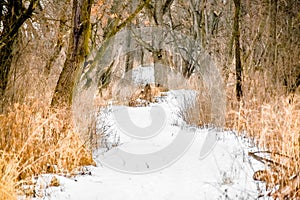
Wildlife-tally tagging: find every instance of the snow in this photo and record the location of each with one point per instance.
(225, 173)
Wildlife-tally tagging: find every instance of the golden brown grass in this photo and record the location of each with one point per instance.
(272, 118)
(37, 140)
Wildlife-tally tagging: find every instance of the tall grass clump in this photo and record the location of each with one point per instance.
(272, 118)
(35, 140)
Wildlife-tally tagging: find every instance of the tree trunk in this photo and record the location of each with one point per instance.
(238, 64)
(12, 20)
(77, 51)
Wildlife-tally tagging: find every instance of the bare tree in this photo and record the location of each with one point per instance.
(238, 63)
(13, 13)
(78, 50)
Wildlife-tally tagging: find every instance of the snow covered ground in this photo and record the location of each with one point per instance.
(225, 173)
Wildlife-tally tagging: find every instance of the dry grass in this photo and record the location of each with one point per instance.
(272, 118)
(37, 140)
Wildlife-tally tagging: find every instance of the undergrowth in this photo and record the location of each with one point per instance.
(36, 140)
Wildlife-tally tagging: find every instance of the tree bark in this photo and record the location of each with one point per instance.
(238, 63)
(12, 20)
(77, 51)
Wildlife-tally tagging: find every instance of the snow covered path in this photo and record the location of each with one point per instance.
(226, 173)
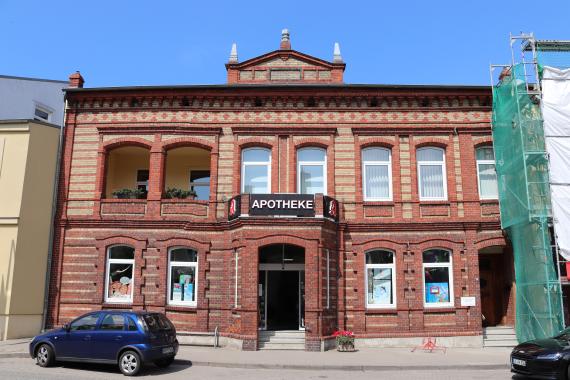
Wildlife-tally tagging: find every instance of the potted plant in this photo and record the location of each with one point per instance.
(174, 193)
(129, 194)
(344, 340)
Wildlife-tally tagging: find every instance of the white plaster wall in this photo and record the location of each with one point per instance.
(20, 95)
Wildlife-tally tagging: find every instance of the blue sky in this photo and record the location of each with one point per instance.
(126, 42)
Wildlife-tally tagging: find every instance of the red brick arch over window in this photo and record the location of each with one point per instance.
(308, 142)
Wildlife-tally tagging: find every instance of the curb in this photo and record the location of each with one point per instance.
(345, 367)
(307, 367)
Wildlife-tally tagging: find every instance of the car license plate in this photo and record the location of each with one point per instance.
(519, 362)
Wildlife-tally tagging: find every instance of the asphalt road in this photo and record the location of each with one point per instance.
(20, 369)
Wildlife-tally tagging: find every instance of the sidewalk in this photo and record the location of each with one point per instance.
(366, 359)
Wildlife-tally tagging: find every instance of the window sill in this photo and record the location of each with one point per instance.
(117, 305)
(440, 309)
(387, 310)
(181, 307)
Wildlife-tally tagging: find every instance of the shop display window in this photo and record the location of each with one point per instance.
(380, 279)
(120, 265)
(438, 284)
(182, 277)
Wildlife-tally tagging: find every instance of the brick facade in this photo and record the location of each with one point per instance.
(224, 120)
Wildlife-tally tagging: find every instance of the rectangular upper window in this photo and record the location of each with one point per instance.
(41, 113)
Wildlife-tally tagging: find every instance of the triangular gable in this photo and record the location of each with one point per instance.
(285, 66)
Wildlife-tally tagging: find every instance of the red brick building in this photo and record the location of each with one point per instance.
(379, 215)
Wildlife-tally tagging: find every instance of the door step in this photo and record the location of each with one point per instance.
(282, 340)
(499, 336)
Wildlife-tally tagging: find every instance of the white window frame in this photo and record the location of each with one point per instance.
(377, 163)
(486, 162)
(245, 163)
(45, 109)
(172, 264)
(323, 164)
(449, 266)
(381, 266)
(432, 163)
(108, 271)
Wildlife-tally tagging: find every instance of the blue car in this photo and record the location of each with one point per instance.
(127, 338)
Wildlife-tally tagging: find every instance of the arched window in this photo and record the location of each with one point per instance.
(438, 278)
(256, 171)
(486, 174)
(376, 174)
(432, 181)
(120, 270)
(380, 279)
(182, 276)
(312, 170)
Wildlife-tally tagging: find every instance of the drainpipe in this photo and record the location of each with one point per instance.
(52, 220)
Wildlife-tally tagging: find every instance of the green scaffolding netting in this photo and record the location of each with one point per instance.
(524, 195)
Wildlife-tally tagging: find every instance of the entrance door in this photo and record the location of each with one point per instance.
(490, 274)
(281, 296)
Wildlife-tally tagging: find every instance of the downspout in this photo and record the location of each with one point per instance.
(53, 213)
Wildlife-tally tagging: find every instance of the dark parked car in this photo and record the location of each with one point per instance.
(126, 338)
(543, 358)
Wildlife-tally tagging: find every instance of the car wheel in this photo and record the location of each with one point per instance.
(44, 355)
(163, 363)
(130, 363)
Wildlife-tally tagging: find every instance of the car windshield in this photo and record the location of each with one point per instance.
(157, 322)
(564, 335)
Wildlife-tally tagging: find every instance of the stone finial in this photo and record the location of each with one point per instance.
(76, 80)
(337, 58)
(233, 54)
(285, 40)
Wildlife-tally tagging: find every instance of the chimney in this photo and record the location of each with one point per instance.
(233, 54)
(285, 41)
(76, 80)
(337, 58)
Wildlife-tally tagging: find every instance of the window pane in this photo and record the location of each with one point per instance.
(436, 256)
(485, 153)
(113, 322)
(379, 257)
(377, 181)
(312, 179)
(256, 179)
(183, 254)
(120, 279)
(430, 154)
(256, 155)
(375, 154)
(311, 154)
(182, 281)
(431, 181)
(122, 252)
(488, 181)
(436, 285)
(380, 286)
(88, 322)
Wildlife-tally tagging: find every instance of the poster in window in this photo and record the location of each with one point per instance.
(177, 292)
(437, 292)
(185, 281)
(382, 292)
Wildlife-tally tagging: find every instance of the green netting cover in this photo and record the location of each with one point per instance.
(524, 195)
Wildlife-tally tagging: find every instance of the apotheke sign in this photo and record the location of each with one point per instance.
(282, 204)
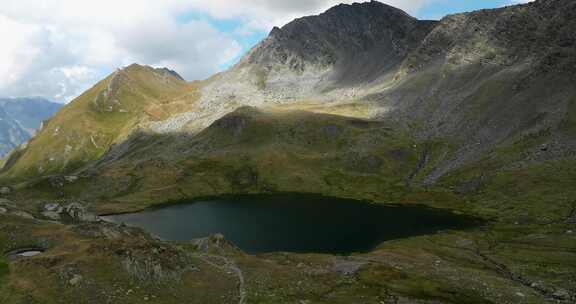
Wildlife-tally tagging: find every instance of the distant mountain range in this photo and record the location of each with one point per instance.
(20, 118)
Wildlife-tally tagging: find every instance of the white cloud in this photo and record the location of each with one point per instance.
(58, 48)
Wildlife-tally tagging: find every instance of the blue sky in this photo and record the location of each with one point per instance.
(61, 54)
(433, 10)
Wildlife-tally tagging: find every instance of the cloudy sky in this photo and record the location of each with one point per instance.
(58, 48)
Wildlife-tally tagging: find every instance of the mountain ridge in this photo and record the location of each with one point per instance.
(21, 118)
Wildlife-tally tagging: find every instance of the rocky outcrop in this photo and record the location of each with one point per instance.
(72, 212)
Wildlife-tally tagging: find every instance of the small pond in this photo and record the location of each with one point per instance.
(293, 222)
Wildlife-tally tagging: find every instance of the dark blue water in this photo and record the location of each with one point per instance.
(293, 222)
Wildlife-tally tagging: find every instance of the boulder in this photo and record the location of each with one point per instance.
(23, 214)
(79, 213)
(53, 211)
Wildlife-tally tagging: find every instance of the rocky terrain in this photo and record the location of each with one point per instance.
(20, 118)
(474, 113)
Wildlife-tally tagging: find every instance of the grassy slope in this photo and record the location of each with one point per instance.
(86, 128)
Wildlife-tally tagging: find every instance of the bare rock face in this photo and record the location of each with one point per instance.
(5, 190)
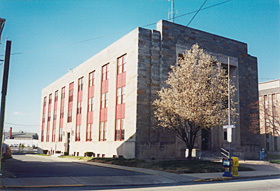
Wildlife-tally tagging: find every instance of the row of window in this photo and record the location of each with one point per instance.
(119, 130)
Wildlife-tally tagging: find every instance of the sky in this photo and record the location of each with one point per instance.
(49, 37)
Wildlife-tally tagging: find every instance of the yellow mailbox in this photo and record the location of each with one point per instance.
(235, 164)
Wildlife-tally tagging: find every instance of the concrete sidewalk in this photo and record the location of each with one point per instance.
(149, 177)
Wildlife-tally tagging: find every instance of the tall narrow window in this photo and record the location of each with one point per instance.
(105, 72)
(120, 98)
(49, 118)
(121, 64)
(104, 102)
(61, 116)
(43, 118)
(54, 115)
(91, 79)
(89, 130)
(70, 102)
(90, 106)
(79, 108)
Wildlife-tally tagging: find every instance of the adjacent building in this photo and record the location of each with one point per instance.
(104, 105)
(269, 103)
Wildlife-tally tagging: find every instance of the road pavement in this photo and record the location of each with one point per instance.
(33, 171)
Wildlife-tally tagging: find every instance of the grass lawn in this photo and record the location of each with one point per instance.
(174, 166)
(275, 161)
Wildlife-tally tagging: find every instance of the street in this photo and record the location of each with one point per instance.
(33, 172)
(27, 166)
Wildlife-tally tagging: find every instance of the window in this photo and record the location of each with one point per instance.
(71, 95)
(90, 104)
(43, 120)
(49, 116)
(61, 112)
(119, 130)
(54, 114)
(63, 93)
(56, 96)
(121, 64)
(102, 131)
(69, 119)
(104, 100)
(45, 101)
(105, 72)
(88, 134)
(77, 138)
(48, 135)
(79, 108)
(53, 135)
(50, 98)
(80, 84)
(121, 95)
(60, 135)
(91, 79)
(42, 134)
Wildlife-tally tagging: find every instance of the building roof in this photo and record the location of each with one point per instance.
(22, 135)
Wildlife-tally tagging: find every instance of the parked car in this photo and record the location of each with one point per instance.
(6, 152)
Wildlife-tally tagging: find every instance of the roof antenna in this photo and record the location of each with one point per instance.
(171, 14)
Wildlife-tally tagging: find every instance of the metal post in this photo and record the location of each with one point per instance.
(4, 92)
(229, 104)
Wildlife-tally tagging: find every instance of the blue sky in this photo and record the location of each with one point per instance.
(51, 36)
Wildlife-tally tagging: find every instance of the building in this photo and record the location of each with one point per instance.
(15, 139)
(104, 105)
(269, 103)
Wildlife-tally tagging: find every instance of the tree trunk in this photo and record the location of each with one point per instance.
(190, 153)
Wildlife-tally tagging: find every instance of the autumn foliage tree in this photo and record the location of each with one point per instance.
(195, 96)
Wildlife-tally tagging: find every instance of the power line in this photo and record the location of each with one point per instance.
(20, 124)
(196, 13)
(99, 37)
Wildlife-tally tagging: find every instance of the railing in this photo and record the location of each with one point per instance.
(224, 152)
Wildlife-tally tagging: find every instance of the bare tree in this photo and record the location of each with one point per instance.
(266, 118)
(195, 97)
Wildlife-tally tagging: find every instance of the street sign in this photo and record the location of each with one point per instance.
(228, 126)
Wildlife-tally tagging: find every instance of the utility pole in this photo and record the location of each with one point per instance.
(229, 129)
(4, 92)
(172, 13)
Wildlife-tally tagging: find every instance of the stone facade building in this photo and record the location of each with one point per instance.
(269, 100)
(104, 105)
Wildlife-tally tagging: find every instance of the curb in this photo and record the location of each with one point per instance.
(233, 178)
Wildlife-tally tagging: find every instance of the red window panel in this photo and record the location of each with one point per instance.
(53, 132)
(119, 132)
(102, 131)
(80, 84)
(48, 135)
(88, 132)
(121, 63)
(69, 117)
(56, 96)
(105, 72)
(42, 135)
(121, 80)
(91, 91)
(77, 136)
(79, 107)
(45, 101)
(103, 114)
(120, 111)
(62, 93)
(104, 100)
(91, 79)
(60, 130)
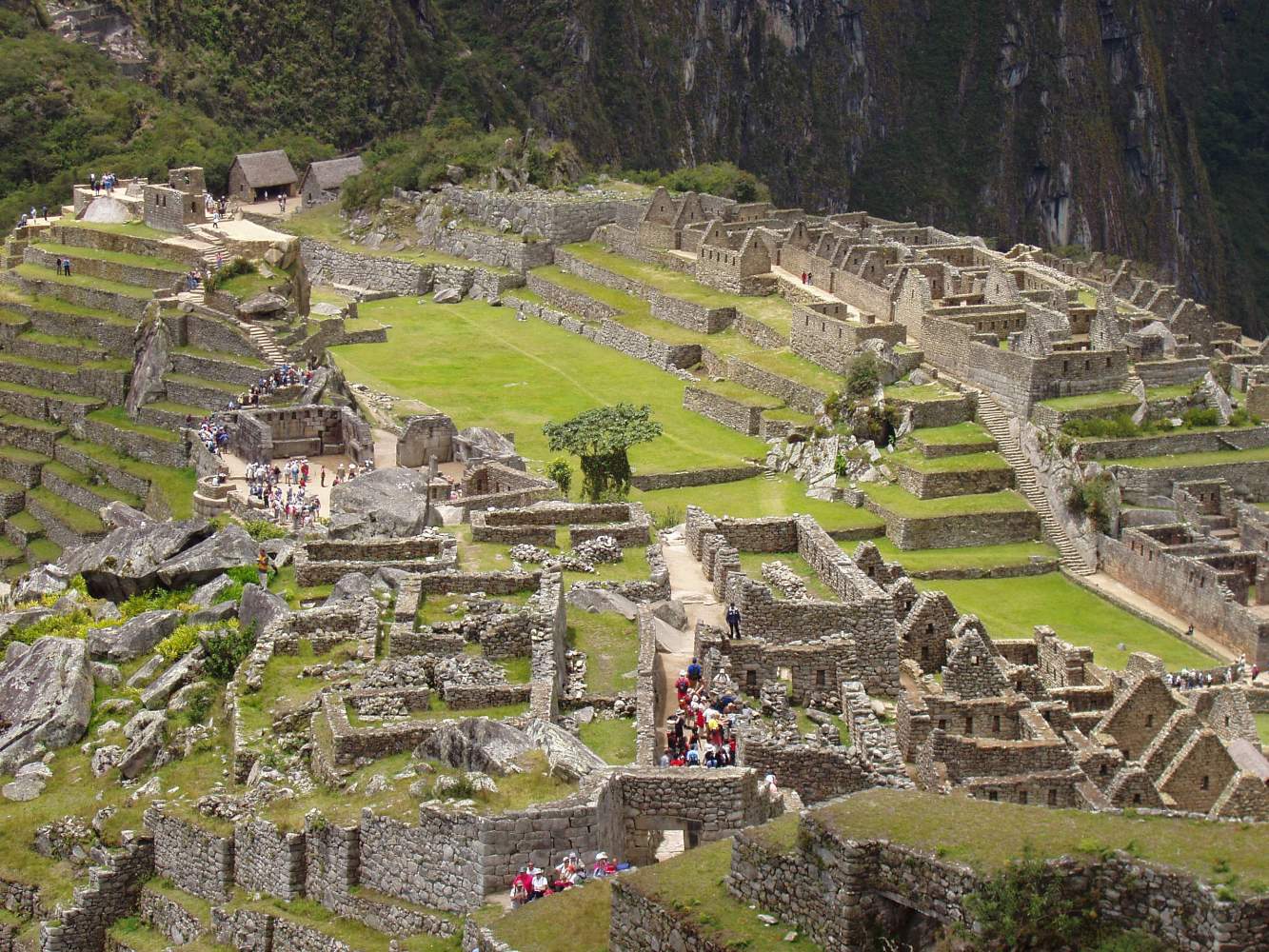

Set exercise —
Pick out every line in the entries above that contains the word "window", treating uppercase and lowercase as different.

Task result —
Wildlife-tally tagging: find every instance of the red brick arch over window in this photo and record the location of each with one point per instance.
Wildlife-tally tagging: find every instance of the window sill in this photo and record the location of each with one point per instance.
Wildlife-tally tagging: find every instance of the shop display window in this photo and record the location of each with one point per instance.
Wildlife-tally tagging: find every instance of the rectangular upper window in this photo and record the location of each with one point per instance.
Wildlife-tally tagging: find every instance of the white window frame in this photo and record the location of each with one point per instance.
Wildlife-tally tagging: find every instance of the arched window in this photo and record the location of each with one point per instance.
Wildlife-tally tagging: find every instance of the window pane in this photo and record the location of each with one point per instance.
Wildlife-tally tagging: find every instance of the poster in window in this photo and record the location of each with one point per instance.
Wildlife-tally tagging: find every instance of the row of window in this photo and record the location of each with one point per instance.
Wildlife-tally tagging: find every instance of the tall narrow window in this photo and record the location of each with one point per instance.
Wildlife-tally tagging: find every instance of the window in this photo and record the location of each with one point per instance.
Wildlife-tally tagging: find every instance of the red window panel in this photo and record the location of each with one point per instance.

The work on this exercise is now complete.